#### PASAJE EXTRAÍDO
□ □ □ □
Sí, la Iglesia debe tener una presencia pública en la sociedad. No solo porque es un derecho de toda institución con tal de que acepte el orden público y no vaya contra el bien común. También porque la Iglesia debe proclamar un evangelio que es para todos. Pero ¡cuidado! Se trata de un nuevo modo de presencia pública, un nuevo estilo. Una presencia no triunfalista, de privilegio político y de poder que se impone por la fuerza, sino una práctica de vida donde se manifiesten los valores de la compasión, la justicia, la comprensión y del amor que se entrega sin esperar nada a cambio. Es la autoridad que tienen quienes respiran y actúan con el espíritu de Jesucristo.
□ □ □ □
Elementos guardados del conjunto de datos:

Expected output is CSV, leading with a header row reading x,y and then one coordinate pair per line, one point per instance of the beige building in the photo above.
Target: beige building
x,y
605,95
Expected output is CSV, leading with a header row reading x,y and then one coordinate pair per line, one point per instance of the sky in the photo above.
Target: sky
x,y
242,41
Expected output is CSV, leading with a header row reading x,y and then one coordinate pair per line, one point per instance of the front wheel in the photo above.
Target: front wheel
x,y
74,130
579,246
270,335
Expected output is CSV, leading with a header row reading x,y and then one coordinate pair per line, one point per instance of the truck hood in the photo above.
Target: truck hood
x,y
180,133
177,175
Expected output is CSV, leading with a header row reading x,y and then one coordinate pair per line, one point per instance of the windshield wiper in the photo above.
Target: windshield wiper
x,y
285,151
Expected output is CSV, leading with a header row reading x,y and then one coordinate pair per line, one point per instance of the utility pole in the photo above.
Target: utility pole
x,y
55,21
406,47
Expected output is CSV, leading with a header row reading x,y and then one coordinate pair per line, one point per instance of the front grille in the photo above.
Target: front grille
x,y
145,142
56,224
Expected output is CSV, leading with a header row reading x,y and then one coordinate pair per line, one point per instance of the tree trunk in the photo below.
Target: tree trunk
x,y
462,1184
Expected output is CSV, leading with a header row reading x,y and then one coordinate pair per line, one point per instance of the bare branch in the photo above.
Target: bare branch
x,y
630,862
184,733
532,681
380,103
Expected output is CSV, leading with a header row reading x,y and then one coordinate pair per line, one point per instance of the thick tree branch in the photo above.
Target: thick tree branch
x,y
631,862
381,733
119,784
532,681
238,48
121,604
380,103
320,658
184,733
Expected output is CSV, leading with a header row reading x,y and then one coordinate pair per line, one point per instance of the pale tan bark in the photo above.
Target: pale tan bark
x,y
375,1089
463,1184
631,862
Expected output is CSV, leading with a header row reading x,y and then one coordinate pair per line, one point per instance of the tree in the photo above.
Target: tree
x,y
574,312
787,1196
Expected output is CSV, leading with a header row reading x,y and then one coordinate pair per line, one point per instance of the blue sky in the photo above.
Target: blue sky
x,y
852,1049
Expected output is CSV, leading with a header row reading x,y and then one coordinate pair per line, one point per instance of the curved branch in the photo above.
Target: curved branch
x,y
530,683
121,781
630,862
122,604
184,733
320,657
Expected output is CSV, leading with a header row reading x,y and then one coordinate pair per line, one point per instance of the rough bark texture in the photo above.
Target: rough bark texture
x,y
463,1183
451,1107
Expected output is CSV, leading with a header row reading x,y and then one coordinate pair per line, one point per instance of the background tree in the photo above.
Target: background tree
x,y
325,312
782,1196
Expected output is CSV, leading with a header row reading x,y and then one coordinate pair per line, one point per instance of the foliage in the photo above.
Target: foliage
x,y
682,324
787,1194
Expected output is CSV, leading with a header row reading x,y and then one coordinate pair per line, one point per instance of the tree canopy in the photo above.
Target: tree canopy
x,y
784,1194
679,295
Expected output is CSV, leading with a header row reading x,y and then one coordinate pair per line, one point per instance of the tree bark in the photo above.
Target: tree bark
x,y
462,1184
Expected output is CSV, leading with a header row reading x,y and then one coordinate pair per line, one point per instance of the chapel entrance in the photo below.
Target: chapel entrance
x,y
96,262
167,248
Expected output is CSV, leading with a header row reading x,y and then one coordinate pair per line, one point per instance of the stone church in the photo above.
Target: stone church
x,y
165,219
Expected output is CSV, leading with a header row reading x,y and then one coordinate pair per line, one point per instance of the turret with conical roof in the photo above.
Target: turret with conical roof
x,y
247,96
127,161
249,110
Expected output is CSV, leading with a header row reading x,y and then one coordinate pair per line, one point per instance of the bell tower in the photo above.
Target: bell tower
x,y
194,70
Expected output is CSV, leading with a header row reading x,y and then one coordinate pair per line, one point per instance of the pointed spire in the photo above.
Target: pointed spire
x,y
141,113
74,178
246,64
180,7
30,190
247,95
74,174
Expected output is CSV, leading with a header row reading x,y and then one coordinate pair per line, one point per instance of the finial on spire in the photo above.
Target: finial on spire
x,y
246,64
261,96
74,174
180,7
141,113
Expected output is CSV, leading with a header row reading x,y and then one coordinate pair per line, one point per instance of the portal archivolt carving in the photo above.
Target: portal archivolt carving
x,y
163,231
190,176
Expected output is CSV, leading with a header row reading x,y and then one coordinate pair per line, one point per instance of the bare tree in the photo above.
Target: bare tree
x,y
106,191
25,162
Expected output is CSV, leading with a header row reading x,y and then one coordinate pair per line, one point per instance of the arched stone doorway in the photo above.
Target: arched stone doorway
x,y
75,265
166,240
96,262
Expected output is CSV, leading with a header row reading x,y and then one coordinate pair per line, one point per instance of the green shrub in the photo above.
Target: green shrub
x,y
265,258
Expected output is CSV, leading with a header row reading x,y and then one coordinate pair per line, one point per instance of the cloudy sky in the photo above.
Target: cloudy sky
□ □ □ □
#### LO QUE SE PIDE
Continúa el pasaje sobre la presencia pública de la Iglesia a partir de su última oración.

#### RESULTADO
Doce es un número simbólico que de algún modo evoca las doce tribus que integraban la totalidad del pueblo judío. El mensaje por tanto es en cierto modo para todos los bautizados que también son enviados a la misión por el hecho de ser discípulos. Transmitir el Evangelio no solo tarea de los obispos, presbíteros o religiosos. Es tarea de todos los bautizados. A ver si salimos de esa patología llamada clericalismo que consiste en reducir la Iglesia a los clérigos. La mayoría de los bautizados no son clérigos y son los que en el mundo y desde dentro del mundo realizan la misión de la Iglesia: hacer inolvidable a Jesucristo y su mensaje.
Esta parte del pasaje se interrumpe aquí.